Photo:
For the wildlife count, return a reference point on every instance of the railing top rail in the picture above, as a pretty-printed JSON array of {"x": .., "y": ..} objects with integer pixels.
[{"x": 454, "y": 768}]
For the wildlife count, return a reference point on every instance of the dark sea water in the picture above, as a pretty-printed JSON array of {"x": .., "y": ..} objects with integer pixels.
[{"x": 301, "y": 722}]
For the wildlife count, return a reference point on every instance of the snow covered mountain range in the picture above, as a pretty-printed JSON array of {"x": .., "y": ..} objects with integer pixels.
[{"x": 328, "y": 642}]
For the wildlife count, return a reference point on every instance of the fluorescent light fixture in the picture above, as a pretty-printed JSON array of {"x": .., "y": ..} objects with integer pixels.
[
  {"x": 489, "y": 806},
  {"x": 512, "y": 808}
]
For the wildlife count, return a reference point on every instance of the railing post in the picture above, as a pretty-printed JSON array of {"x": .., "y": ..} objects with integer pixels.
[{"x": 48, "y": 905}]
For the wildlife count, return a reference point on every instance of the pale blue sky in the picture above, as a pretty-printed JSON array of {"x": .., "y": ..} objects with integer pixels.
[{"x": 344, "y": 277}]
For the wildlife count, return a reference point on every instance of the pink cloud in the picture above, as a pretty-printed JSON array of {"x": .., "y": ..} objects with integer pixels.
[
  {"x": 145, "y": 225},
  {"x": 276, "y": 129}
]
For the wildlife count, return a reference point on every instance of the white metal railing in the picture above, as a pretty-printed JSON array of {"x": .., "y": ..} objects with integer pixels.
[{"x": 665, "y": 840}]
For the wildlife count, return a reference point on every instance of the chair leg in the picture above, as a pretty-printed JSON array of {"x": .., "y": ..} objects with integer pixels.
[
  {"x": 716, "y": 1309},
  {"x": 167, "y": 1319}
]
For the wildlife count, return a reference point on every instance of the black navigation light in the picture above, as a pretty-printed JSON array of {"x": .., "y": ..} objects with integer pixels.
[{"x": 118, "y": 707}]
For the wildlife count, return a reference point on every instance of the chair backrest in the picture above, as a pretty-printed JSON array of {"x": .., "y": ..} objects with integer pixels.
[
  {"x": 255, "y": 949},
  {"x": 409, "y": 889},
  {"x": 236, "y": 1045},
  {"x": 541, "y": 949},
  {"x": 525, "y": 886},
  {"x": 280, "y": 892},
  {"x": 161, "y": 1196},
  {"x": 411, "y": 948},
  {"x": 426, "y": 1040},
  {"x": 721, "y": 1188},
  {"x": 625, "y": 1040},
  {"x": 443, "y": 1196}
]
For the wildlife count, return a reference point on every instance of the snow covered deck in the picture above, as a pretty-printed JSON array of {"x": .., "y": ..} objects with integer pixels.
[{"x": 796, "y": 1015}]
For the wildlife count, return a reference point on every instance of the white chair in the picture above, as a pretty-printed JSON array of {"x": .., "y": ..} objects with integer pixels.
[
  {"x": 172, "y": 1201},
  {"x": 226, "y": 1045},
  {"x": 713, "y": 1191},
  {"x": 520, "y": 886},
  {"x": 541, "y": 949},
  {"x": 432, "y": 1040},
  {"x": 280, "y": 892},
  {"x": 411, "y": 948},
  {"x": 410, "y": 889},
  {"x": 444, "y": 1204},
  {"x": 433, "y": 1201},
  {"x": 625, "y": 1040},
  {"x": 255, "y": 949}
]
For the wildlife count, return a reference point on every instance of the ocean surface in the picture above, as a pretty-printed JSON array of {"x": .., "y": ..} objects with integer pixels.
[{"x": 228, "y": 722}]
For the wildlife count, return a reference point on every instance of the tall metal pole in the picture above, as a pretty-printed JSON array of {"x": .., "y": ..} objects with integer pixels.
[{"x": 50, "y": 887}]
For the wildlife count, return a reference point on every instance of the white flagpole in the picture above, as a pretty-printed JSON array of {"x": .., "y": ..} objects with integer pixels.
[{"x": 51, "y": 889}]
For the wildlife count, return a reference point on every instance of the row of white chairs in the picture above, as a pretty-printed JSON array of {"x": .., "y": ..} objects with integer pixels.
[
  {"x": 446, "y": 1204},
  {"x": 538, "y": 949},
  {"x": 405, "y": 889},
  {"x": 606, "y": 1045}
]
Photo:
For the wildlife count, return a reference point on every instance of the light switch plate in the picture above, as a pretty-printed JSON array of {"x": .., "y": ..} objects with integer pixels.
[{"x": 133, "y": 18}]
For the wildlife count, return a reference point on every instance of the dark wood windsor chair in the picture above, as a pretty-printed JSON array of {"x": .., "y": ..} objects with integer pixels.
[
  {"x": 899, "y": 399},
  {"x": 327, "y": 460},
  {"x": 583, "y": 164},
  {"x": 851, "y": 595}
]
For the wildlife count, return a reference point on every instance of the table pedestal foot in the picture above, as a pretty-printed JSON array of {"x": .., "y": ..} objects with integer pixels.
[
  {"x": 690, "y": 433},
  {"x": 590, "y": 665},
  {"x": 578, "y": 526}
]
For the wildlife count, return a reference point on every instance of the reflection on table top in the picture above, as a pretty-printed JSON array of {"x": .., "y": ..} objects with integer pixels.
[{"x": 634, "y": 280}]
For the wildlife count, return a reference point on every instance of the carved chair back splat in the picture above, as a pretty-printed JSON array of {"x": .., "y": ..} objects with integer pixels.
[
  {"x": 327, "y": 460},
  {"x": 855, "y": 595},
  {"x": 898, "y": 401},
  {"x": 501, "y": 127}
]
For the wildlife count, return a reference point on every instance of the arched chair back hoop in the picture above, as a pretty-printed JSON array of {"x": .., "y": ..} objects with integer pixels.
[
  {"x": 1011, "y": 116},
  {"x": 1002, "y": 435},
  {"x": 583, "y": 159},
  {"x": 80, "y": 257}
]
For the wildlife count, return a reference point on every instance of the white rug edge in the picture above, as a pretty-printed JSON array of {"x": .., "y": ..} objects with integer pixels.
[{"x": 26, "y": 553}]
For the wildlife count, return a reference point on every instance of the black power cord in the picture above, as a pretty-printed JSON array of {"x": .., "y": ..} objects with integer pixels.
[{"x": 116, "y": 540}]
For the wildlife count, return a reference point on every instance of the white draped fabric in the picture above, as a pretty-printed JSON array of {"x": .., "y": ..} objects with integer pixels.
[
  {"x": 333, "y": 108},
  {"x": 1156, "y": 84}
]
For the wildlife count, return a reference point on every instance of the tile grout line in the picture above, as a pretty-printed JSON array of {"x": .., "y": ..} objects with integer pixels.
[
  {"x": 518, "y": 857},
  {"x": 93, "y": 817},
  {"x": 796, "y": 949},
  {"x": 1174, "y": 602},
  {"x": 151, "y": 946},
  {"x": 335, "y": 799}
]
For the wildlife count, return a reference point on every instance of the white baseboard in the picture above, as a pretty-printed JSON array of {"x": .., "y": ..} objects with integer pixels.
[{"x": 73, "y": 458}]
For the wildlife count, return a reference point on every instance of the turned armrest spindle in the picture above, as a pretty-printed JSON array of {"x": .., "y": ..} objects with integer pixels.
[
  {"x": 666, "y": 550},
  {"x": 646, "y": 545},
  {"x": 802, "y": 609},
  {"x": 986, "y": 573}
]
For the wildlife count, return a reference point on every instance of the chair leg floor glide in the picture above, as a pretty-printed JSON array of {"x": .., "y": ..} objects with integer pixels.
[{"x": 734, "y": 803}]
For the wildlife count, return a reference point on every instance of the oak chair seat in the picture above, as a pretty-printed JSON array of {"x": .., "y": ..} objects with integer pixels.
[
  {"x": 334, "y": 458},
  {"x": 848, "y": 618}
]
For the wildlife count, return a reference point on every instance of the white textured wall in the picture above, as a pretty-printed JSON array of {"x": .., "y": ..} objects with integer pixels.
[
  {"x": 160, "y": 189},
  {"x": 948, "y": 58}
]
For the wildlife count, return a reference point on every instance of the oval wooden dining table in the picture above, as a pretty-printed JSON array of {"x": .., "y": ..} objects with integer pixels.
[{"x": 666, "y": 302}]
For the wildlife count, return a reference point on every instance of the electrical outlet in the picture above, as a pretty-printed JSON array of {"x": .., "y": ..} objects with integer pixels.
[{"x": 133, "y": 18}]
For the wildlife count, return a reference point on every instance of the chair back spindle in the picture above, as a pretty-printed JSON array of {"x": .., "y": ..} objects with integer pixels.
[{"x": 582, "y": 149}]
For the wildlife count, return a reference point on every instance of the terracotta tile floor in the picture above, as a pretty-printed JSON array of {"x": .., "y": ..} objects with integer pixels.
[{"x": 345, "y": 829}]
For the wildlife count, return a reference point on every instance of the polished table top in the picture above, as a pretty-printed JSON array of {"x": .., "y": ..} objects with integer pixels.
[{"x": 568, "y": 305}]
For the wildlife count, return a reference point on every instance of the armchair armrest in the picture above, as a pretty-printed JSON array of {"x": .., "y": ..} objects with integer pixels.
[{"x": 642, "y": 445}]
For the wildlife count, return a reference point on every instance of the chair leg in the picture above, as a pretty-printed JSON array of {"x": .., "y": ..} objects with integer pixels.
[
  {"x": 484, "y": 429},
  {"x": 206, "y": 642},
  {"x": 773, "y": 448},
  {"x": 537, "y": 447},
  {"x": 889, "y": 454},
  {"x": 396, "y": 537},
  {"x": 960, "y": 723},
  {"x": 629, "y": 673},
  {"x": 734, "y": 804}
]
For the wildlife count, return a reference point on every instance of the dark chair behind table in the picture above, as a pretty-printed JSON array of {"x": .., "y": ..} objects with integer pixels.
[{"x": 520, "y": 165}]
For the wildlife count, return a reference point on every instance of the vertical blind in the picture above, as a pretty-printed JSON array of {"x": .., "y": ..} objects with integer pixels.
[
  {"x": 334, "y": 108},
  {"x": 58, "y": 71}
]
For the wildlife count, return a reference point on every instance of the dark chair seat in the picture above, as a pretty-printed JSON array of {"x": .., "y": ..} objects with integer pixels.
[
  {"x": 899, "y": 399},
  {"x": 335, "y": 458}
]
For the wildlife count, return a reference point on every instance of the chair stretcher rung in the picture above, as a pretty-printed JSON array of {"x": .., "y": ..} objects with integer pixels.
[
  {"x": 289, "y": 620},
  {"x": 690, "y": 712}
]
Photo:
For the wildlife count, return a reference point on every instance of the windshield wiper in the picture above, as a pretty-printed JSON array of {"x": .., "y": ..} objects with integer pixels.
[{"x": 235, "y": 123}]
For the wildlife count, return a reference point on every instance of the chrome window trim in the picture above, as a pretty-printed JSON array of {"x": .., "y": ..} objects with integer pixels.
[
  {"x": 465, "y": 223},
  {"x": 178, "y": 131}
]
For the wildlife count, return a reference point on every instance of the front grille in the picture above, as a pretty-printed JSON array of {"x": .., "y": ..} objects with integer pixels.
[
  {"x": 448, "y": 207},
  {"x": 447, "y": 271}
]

++++++++++

[PROBLEM DESCRIPTION]
Transcribe word for word the lines from the one holding "of the vertical" to the last line of the listing above, inclusive.

[EXERCISE SOLUTION]
For the wildlife count, return a reference point on every instance of the vertical blind in the picture above, as a pretty-printed JSON array of {"x": .., "y": ..} objects with integer pixels.
[
  {"x": 334, "y": 108},
  {"x": 58, "y": 71}
]
For the wildlife count, return a reference point on every instance of the dark chair seat in the picture above, as a pretty-printed JSON array of {"x": .., "y": ..} objects with integer pixels.
[
  {"x": 899, "y": 399},
  {"x": 335, "y": 458}
]
For the wildlife count, return a reference point on every instance of the chair stretcher rung in the picture above, as a pretty-printed JSON array of {"x": .., "y": ..} objects with integer pixels.
[
  {"x": 289, "y": 620},
  {"x": 690, "y": 712}
]
Photo:
For the wildlife count, return a reference point on every instance of the windshield wiper in the picture above, as a pretty-printed JSON array of {"x": .., "y": ..} objects with integer pixels.
[{"x": 235, "y": 123}]
For the wildlife count, return a reference point on every instance of the chrome window trim in the picture above, as a pretty-printed JSON array of {"x": .., "y": ..} objects with integer pixels.
[
  {"x": 465, "y": 223},
  {"x": 178, "y": 131}
]
For the wildlife count, return a reference point on every instance of the front grille in the picture above, as a pretty-printed JSON array of {"x": .., "y": ..} objects with integer pixels.
[
  {"x": 448, "y": 207},
  {"x": 447, "y": 271}
]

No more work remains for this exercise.